[Entries from a pointing dataset]
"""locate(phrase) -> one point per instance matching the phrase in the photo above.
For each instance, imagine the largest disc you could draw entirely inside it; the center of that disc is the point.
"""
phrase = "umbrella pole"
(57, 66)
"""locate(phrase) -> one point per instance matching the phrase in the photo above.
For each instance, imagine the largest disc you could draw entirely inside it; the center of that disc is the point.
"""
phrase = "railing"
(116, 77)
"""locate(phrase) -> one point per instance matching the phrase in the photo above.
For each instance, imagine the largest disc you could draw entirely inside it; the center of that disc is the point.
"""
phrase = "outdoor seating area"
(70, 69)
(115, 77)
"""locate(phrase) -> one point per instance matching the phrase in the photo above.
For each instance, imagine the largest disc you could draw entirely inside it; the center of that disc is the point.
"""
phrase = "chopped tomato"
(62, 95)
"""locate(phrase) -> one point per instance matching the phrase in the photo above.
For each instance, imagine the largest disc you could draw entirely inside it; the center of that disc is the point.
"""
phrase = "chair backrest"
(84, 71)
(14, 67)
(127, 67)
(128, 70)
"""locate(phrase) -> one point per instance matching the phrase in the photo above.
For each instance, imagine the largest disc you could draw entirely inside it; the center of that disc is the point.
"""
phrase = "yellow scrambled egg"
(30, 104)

* * *

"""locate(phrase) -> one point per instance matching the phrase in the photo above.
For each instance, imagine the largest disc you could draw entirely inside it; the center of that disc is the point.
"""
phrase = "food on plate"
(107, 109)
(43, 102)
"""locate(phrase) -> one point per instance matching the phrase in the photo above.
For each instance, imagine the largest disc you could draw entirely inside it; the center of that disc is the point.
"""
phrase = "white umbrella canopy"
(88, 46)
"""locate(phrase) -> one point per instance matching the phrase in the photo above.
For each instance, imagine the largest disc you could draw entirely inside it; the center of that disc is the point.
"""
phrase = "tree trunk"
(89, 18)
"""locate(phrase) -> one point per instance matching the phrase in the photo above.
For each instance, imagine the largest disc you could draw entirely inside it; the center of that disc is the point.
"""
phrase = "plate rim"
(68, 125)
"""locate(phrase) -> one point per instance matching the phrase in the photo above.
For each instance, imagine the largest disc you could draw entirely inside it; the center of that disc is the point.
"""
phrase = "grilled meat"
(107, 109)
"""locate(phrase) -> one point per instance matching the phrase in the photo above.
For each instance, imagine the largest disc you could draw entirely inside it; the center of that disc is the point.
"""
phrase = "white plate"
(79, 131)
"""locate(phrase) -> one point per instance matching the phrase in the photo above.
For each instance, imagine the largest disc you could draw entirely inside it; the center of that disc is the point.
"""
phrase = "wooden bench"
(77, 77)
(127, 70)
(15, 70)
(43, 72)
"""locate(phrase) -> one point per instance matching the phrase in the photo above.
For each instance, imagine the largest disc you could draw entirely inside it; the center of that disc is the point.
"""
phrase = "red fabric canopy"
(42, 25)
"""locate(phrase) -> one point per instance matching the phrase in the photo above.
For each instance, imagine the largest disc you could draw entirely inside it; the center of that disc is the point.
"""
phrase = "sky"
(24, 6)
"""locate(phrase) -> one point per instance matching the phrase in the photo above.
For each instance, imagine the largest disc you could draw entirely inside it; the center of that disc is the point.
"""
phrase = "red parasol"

[Instructions to follow] From the entries above, pull out each line containing the word "umbrella" and copy those lines in their original order.

[Task response]
phrase = "umbrella pole"
phrase = "white umbrella canopy"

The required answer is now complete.